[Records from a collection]
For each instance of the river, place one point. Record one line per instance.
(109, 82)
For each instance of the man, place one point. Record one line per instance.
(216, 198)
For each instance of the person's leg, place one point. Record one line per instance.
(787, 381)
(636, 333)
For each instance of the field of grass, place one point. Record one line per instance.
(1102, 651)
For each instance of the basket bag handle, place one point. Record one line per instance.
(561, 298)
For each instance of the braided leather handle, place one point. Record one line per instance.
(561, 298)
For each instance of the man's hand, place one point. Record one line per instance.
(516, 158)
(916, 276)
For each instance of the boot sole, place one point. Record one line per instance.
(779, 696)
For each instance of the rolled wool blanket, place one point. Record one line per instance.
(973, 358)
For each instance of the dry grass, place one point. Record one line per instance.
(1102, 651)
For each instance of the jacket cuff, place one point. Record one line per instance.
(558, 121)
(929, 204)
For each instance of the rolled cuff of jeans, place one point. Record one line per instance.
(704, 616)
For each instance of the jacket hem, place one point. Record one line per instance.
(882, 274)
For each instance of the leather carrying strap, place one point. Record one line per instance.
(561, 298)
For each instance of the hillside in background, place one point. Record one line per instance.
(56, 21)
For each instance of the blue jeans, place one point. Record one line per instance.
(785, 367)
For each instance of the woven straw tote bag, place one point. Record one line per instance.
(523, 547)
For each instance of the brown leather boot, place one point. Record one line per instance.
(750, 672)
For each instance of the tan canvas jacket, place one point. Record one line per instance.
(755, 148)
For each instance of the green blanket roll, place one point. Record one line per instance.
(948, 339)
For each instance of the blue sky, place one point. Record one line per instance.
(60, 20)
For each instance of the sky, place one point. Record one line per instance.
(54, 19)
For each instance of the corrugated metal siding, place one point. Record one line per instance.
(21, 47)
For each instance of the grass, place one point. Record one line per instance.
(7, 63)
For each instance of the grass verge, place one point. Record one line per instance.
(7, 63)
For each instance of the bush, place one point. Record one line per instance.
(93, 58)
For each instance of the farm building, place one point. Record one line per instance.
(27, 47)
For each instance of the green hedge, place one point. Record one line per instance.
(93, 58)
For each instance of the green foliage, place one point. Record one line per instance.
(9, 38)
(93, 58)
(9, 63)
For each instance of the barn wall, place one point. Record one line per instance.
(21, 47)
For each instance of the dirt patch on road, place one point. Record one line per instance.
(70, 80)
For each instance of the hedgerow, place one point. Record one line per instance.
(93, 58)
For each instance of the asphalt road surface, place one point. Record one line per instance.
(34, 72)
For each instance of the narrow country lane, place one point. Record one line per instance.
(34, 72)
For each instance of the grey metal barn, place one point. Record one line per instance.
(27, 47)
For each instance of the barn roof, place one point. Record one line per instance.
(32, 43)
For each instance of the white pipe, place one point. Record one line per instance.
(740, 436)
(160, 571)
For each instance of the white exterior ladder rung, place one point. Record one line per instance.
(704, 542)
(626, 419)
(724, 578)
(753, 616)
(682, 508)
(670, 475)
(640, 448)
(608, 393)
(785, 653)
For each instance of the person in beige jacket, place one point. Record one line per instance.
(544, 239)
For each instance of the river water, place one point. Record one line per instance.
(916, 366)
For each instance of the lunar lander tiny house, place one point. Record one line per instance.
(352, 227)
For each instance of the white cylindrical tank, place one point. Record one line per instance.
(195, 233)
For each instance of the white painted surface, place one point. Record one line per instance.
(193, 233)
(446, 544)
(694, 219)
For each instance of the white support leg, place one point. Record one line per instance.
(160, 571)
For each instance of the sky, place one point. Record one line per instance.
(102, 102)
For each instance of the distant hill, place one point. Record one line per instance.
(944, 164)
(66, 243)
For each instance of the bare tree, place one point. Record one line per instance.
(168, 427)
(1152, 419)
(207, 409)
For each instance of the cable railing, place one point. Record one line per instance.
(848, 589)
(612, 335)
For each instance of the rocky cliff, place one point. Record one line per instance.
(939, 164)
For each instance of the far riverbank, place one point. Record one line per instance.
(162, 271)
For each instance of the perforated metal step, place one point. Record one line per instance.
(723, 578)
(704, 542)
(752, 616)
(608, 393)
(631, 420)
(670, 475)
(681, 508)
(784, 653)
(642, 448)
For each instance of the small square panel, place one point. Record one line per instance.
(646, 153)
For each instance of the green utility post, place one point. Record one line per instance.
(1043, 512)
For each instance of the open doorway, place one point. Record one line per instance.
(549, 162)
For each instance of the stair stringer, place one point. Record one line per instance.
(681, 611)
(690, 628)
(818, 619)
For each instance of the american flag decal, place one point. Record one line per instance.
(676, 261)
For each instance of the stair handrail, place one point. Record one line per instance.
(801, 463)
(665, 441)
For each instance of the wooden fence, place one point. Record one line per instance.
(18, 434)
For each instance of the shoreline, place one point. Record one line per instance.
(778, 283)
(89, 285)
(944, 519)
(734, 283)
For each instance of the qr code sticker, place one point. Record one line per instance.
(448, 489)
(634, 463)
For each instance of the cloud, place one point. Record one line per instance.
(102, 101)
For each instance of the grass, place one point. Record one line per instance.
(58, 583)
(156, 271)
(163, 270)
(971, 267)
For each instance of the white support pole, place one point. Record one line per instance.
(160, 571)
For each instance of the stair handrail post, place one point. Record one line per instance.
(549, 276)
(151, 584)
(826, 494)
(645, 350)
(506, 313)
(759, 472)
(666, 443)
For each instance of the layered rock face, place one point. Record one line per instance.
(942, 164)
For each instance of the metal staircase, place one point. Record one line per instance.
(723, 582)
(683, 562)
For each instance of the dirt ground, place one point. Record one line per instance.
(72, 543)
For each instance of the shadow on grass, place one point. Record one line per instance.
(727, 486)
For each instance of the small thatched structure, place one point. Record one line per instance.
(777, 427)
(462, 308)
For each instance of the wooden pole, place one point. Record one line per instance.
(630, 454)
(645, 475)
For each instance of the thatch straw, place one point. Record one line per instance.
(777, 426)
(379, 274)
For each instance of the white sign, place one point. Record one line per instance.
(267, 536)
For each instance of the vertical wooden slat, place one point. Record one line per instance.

**Objective**
Transcribe each record exactly. Leave nothing out.

**Final answer**
For each instance of the river, place one point. Record one line per instance.
(109, 82)
For each instance of the man, place one point. Record one line per instance.
(216, 198)
For each instance of the person's leg, place one point. Record one line per instance.
(787, 381)
(636, 333)
For each instance of the field of grass, place one point. Record one line per instance.
(1102, 651)
For each instance of the basket bag handle, place one point. Record one line per instance.
(561, 298)
For each instance of the braided leather handle, place one point. Record one line per instance.
(561, 298)
For each instance of the man's hand, place one point. Record one line per instance.
(516, 158)
(916, 276)
For each instance of the boot sole, place one point. Record one line per instance.
(779, 696)
For each instance of the rolled wool blanket, place one point. Record one line per instance.
(973, 358)
For each instance of the dry grass, place one point. Record one line per instance.
(1102, 651)
For each instance of the jacket cuff, place one point. Record one line per instance.
(558, 121)
(929, 204)
For each instance of the rolled cuff of jeans, place one point. Record one line per instance.
(704, 616)
For each instance of the jacket hem, place one point. Record one line per instance.
(882, 274)
For each instance of the leather carrying strap, place one point. Record one line per instance.
(561, 298)
For each instance of the hillside in background, place one point. Record one line per instance.
(56, 21)
For each instance of the blue jeans, place one point. Record one line per instance.
(785, 367)
For each instance of the woven straw tote bag, place one point. Record one line per instance.
(523, 547)
For each instance of the brown leather boot, place one point. Record one line per instance.
(750, 672)
For each instance of the tan canvas jacket, place one point. Record one line per instance.
(755, 148)
For each instance of the green blanket roll, place one point. Record one line per instance.
(948, 339)
For each instance of the blue sky, place one point. Record one line per instance.
(60, 20)
For each instance of the sky, place one point. Record one line per instance.
(54, 19)
For each instance of the corrugated metal siding, place one point. Record one line per instance.
(21, 47)
For each instance of the grass, place one point. Record one line per instance.
(7, 63)
For each instance of the grass verge, place one point. Record one line per instance.
(7, 63)
For each instance of the bush, place one point. Record one line per instance.
(93, 58)
For each instance of the farm building, place one point. Record one line per instance.
(27, 47)
For each instance of the green hedge, place one point. Record one line per instance.
(93, 58)
For each instance of the green foliage, place one point. Record one line per instance.
(9, 38)
(93, 58)
(9, 63)
For each instance of the barn wall, place one point. Record one line per instance.
(21, 47)
For each instance of the dirt patch on road, place one point. Record one line per instance.
(70, 80)
For each instance of the hedgerow, place one point. Record one line per instance.
(93, 58)
For each instance of the asphalt road surface, place one point. Record one line per instance.
(34, 72)
For each instance of the narrow country lane, place one point. Record one line per instance.
(34, 72)
For each instance of the grey metal barn, place one point. Record one line per instance.
(27, 47)
For each instance of the barn roof, place one point. Record one line per instance.
(32, 43)
For each instance of the white pipe, place one point. Record one line per instance.
(740, 436)
(160, 571)
For each instance of the white exterior ladder rung, place one point. Record one line per instance.
(704, 542)
(626, 419)
(724, 578)
(753, 616)
(682, 508)
(670, 475)
(640, 448)
(608, 393)
(785, 653)
For each instance of the person in beige jacket, place one point. Record one line per instance.
(544, 239)
For each instance of the river water, place one point. Record one line per instance.
(916, 366)
For each instance of the lunar lander tiny house, place one point. Record one line per instance.
(352, 227)
For each instance of the white cylindrical tank, place one point. Record one line per instance.
(195, 233)
For each instance of the white painted surface, place one point. Record one line per instance.
(193, 233)
(446, 544)
(694, 219)
For each instance of the white support leg, place one point. Record one line per instance.
(160, 571)
For each instance of the sky, place one point. Record one line per instance.
(102, 102)
For each instance of the distant hill, place one point. Record one line per instance.
(944, 164)
(66, 243)
For each instance of the bare tree, place one point. Record one line per instance.
(168, 427)
(1152, 419)
(207, 409)
For each instance of the cable railing, place one point. Record one line per instance.
(848, 589)
(612, 335)
For each instance of the rocky cliff, place one point. Record one line per instance.
(939, 164)
For each instance of the far riverbank, place one point. Record one line per instance.
(162, 271)
For each instance of the perforated metal step, place one point. Record one line per instance.
(723, 578)
(704, 542)
(752, 616)
(608, 393)
(631, 420)
(670, 475)
(681, 508)
(784, 653)
(642, 448)
For each instance of the small square panel, place one point. Record one line per instance.
(646, 153)
For each instance of the green utility post, place one point. Record one line per instance.
(1043, 512)
For each instance of the open doorway, place one point. Record one line per instance.
(549, 162)
For each instance of the stair stringer, place one point. Record one line per instance.
(681, 611)
(690, 628)
(818, 619)
For each instance of the american flag decal, place one point. Record one line per instance.
(676, 261)
For each instance of the stair handrail, place one point. Record one line per instance.
(801, 463)
(665, 441)
For each instance of the wooden fence, place one point. Record one line per instance.
(18, 434)
For each instance of the shoreline, place one point. Record one line per instance.
(778, 283)
(89, 285)
(944, 519)
(734, 283)
For each instance of the qr code sticker, place one point. Record one line per instance.
(448, 489)
(634, 463)
For each instance of the cloud, place one point. Record one line per instance.
(102, 101)
For each instance of the grass, place one point. Record one line per instance.
(58, 583)
(156, 271)
(163, 270)
(971, 267)
For each instance of the white support pole, place one point. Record one line per instance.
(160, 571)
For each instance of the stair handrail post, place one point. Record one line per instance.
(549, 276)
(151, 584)
(826, 494)
(645, 350)
(506, 313)
(759, 472)
(666, 443)
For each instance of the layered rock face, place one point. Record one line per instance.
(942, 164)
For each instance of the metal staircase, place one point. Record one line per instance.
(723, 582)
(683, 562)
For each instance of the dirt ground, place one point. Record one line per instance.
(72, 543)
For each instance of the shadow on grass, place one point. Record one line per instance.
(727, 486)
For each instance of the small thatched structure, place one point. Record one line per instance.
(777, 427)
(462, 308)
For each instance of the wooden pole, place one point. Record one line per instance.
(630, 454)
(645, 475)
For each instance of the thatch straw, place one point. Record one line per instance.
(777, 426)
(379, 274)
For each instance of the white sign, place one point. Record one line per instance.
(267, 536)
For each instance of the vertical wooden slat, place one point. Record one line per instance.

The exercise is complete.